[WHAT THE TASK ASKS] The answer is the line that contains "Format: one box" followed by every later line of the entries below, each repeated exactly, and nothing else.

[INFORMATION PROVIDED]
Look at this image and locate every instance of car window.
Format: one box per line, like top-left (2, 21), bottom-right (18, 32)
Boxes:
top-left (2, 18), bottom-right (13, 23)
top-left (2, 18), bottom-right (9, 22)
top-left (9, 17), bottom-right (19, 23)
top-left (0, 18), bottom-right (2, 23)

[TASK ANSWER]
Format: one box per line, like top-left (2, 21), bottom-right (18, 32)
Boxes:
top-left (2, 18), bottom-right (13, 23)
top-left (2, 18), bottom-right (9, 22)
top-left (9, 17), bottom-right (19, 23)
top-left (0, 18), bottom-right (2, 23)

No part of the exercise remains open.